## Goal of the exercise
The records that follow are to be transcribed in full, without their images.

=== Data for this exercise ===

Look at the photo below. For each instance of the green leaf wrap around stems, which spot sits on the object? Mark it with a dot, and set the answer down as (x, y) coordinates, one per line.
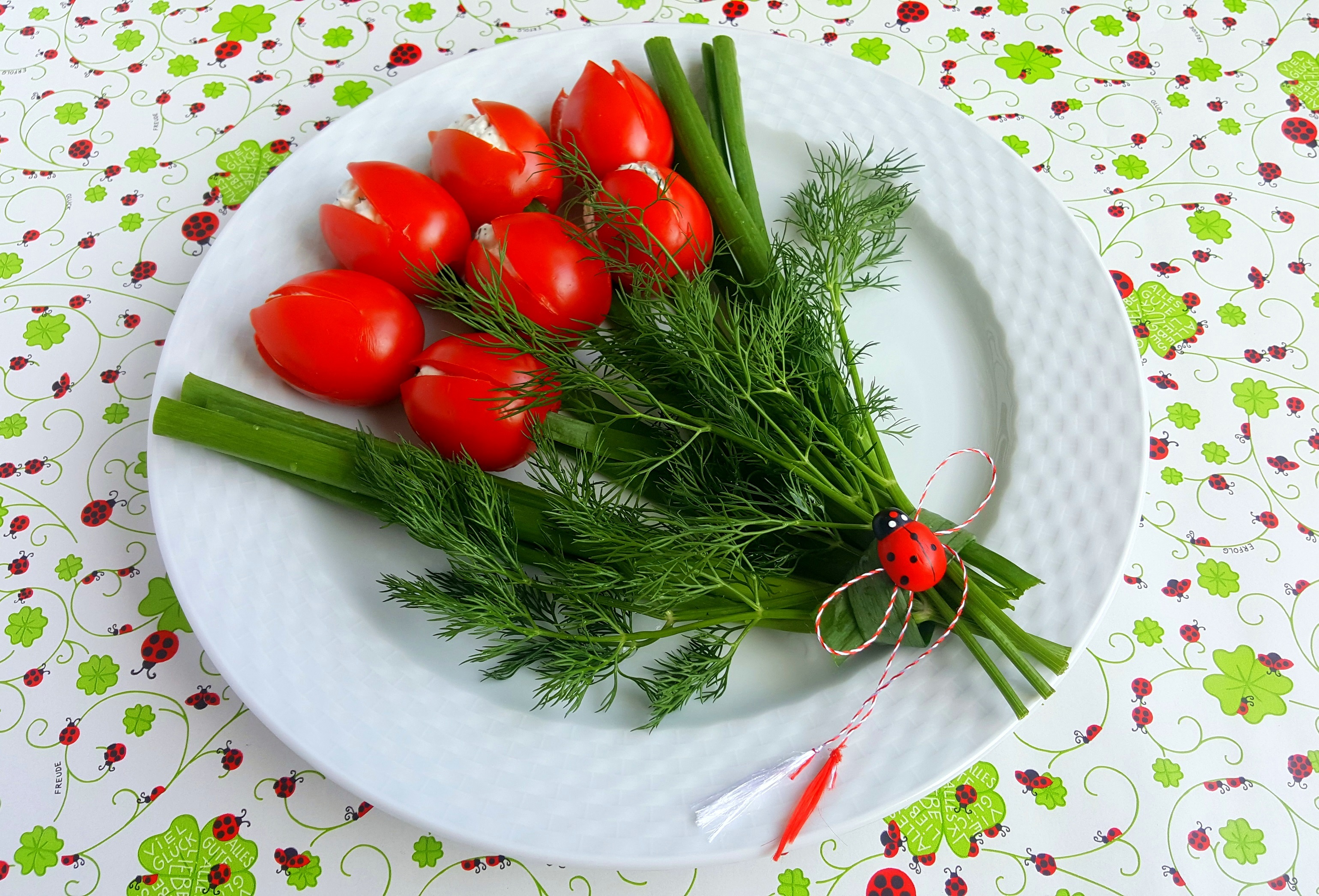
(748, 243)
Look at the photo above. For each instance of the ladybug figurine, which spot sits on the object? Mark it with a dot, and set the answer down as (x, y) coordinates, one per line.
(289, 858)
(99, 511)
(891, 882)
(891, 840)
(202, 699)
(1089, 734)
(909, 552)
(218, 877)
(1044, 862)
(200, 227)
(115, 753)
(159, 647)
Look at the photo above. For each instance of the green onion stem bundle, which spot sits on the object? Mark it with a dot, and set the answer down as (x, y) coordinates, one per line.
(714, 466)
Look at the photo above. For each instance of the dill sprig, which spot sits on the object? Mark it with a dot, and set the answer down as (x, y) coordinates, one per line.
(714, 468)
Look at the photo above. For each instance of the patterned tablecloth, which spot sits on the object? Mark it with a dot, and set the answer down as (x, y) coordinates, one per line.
(1180, 137)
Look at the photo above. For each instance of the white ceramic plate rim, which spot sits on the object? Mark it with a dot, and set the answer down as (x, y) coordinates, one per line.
(177, 479)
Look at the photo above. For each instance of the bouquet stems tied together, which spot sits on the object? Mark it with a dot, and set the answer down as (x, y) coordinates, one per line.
(714, 468)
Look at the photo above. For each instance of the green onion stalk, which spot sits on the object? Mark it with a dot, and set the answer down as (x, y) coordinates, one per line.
(713, 466)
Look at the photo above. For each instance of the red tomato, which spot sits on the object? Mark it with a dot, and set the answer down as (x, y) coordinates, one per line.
(493, 163)
(450, 406)
(613, 120)
(544, 268)
(391, 218)
(668, 226)
(339, 336)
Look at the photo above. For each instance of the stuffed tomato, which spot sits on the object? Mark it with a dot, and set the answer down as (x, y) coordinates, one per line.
(655, 221)
(465, 402)
(496, 163)
(339, 336)
(613, 119)
(544, 267)
(391, 221)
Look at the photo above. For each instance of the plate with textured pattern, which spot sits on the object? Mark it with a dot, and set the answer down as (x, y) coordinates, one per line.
(1005, 333)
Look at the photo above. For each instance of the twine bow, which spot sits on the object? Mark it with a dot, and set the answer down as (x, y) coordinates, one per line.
(719, 811)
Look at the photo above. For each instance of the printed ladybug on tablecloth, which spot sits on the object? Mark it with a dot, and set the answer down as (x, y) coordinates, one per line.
(159, 647)
(226, 828)
(230, 756)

===

## Answer to this task
Look at the photo below. For each instance of the green leaf wrap around stems, which spot sits on the object? Mark it with a dot, and set the answer down as (x, y) coordinates, one per line.
(748, 243)
Look at the photo above. For each instance of the ladybug figurine, which spot sits on the object? Mark it with a dot, and set the answer down as (x, y) coordinates, one per line.
(289, 858)
(99, 511)
(891, 882)
(891, 840)
(202, 699)
(1089, 734)
(909, 552)
(218, 877)
(1044, 862)
(200, 227)
(115, 753)
(159, 647)
Look at the photo above. For each instance of the green onion stem bundle, which spot sits on the object? Mark it with a dot, and set the answer down as (x, y) coordinates, one per line.
(714, 466)
Look at the photo above. For each instance of the dill sprig, which spot sits on the object? Mark it with a dot, and set the answer down as (x, y) coordinates, one per line.
(714, 468)
Look at the photo above. For each instance of the patterned tablecloth, which spot sits on the object? Mark it with a dot, and set the answer down as (x, y) coordinates, one per line.
(1180, 137)
Look at the photo above. For each instance of the white ceramic plate rim, which spot sits on the object? Mark it with a dot, and set the answer down as (x, y) coordinates, one per line.
(177, 479)
Look at the photo above. For each instance of the bouquet stems tied together, which spot sits on the object? Mark it with a dot, and set the answer down as (x, y) coordinates, one per line.
(714, 468)
Look at the photo above. For each instance of the green onion stalk, which spot sits on the object? Mark it with a dot, and set the answer down as (x, y) coordinates, one per line.
(713, 466)
Look at the photo above. For each instance of the red tomato, which spot sits on the object? Mark it with a dot, and set the answer down as (x, y) coordinates, one per line.
(493, 163)
(450, 406)
(613, 120)
(544, 268)
(391, 218)
(668, 226)
(339, 336)
Look at the photo above. For each instance of the stuffed tomato, which spot sits on the object? Mark it with a dot, and set the answer down as (x, y) coordinates, one per line.
(655, 221)
(465, 402)
(496, 163)
(339, 336)
(613, 119)
(544, 267)
(391, 221)
Look at the photo above. For each instance of the plate with textured pattern, which spot sits on the object? Mark it with a dot, and set the answer down as (x, y) coordinates, one per line.
(1005, 333)
Look at the photo above. For each instance of the twine bow, which spot sits on the object? Mark it with a dot, and set the answer down as (x, y) coordinates, one per line.
(719, 811)
Look at the photo above. For each instance of the printed ladybug on tablecloth, which spot sits on the object? Mark it with a dot, and set the answer down as (x, y) coordinates, one per line.
(159, 647)
(226, 828)
(230, 756)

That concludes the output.